In full and without alteration, give the listing again.

'''

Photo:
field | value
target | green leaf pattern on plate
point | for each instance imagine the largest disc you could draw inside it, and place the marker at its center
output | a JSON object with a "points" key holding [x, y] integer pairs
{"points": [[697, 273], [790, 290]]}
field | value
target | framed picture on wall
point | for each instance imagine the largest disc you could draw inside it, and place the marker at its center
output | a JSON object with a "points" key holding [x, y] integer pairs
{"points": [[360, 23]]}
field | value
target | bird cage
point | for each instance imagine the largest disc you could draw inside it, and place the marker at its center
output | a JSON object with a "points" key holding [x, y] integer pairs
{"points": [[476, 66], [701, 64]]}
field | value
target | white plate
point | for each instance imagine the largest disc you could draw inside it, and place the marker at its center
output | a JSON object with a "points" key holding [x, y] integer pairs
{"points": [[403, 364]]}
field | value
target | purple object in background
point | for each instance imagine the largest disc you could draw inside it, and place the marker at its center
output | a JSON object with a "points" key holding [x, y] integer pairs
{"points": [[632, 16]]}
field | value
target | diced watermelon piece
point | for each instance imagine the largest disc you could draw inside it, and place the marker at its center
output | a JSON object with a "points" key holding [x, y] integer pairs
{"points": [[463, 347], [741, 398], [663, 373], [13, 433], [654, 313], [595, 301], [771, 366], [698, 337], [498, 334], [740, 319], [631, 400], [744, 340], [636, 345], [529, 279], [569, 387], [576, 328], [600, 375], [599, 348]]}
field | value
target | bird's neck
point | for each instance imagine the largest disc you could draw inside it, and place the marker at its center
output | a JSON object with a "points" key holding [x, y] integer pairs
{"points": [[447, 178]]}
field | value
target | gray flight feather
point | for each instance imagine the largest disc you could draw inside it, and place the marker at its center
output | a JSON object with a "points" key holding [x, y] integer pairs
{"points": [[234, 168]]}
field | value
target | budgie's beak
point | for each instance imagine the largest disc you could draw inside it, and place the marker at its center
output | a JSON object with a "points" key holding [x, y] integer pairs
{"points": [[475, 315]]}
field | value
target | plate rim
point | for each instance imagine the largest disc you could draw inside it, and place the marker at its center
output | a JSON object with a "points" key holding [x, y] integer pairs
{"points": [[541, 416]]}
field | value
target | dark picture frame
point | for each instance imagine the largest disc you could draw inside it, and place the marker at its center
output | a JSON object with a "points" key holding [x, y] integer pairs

'''

▶ [Answer to this exercise]
Photo:
field | value
target | green leaf pattern on plate
point | for each instance imagine the largest disc you could draw inside it, and place the marker at its center
output | a JSON object with a "points" key holding [x, y] integer pairs
{"points": [[697, 273], [790, 290]]}
field | value
target | framed picture on wall
point | for each instance imagine the largest disc you could draw inside it, and place the marker at its center
output | a JSON object with a "points" key holding [x, y] integer pairs
{"points": [[360, 23]]}
field | value
target | bird cage
point | for each instance imagine the largest disc you could draw inside it, and place the marker at its center
output | a JSON object with a "points" key holding [x, y] integer pairs
{"points": [[476, 66], [701, 64]]}
field | value
target | white plate
point | for each instance imagine the largest disc you could draw inside it, and place the marker at its center
output | a JSON object with a "points" key holding [x, y] integer pairs
{"points": [[403, 364]]}
field | value
target | purple object in background
point | for each instance imagine the largest disc you could draw inside it, and place the marker at its center
output | a JSON object with a "points" key holding [x, y] integer pairs
{"points": [[632, 16]]}
field | value
target | diced watermelon piece
point | for each instance imagine the largest disc you could draw inside it, and place the marker at its center
output | a JSON object with a "points" key holding [x, y] integer pairs
{"points": [[463, 347], [741, 398], [663, 373], [13, 433], [654, 313], [595, 301], [771, 366], [698, 337], [498, 334], [740, 319], [631, 400], [744, 340], [636, 345], [529, 279], [569, 387], [576, 328], [600, 375], [599, 348]]}
field | value
target | bird's neck
point | for each instance imagine the largest disc you could draw inside it, and place the marker at its center
output | a JSON object with a "points" key holding [x, y] integer pairs
{"points": [[447, 178]]}
field | value
target | gray flight feather
point | for each instance imagine the largest disc you could draw inside it, and place the marker at its center
output | a JSON object with a "points" key holding [x, y] integer pairs
{"points": [[234, 168]]}
field | value
target | budgie's beak
point | for each instance imagine the largest disc you could draw inside it, and place the marker at its center
output | a JSON object with a "points" key holding [x, y] integer pairs
{"points": [[475, 315]]}
field | value
target | plate rim
point | for each instance imagine the largest disc you could draw inside it, and place the marker at its center
output | a JSON object with a "points" key holding [x, y] integer pairs
{"points": [[541, 416]]}
field | value
target | dark picture frame
point | for each instance imagine the largest disc you could draw inside it, and place the marker at its center
output | a JSON object with a "points" key holding [x, y] integer pairs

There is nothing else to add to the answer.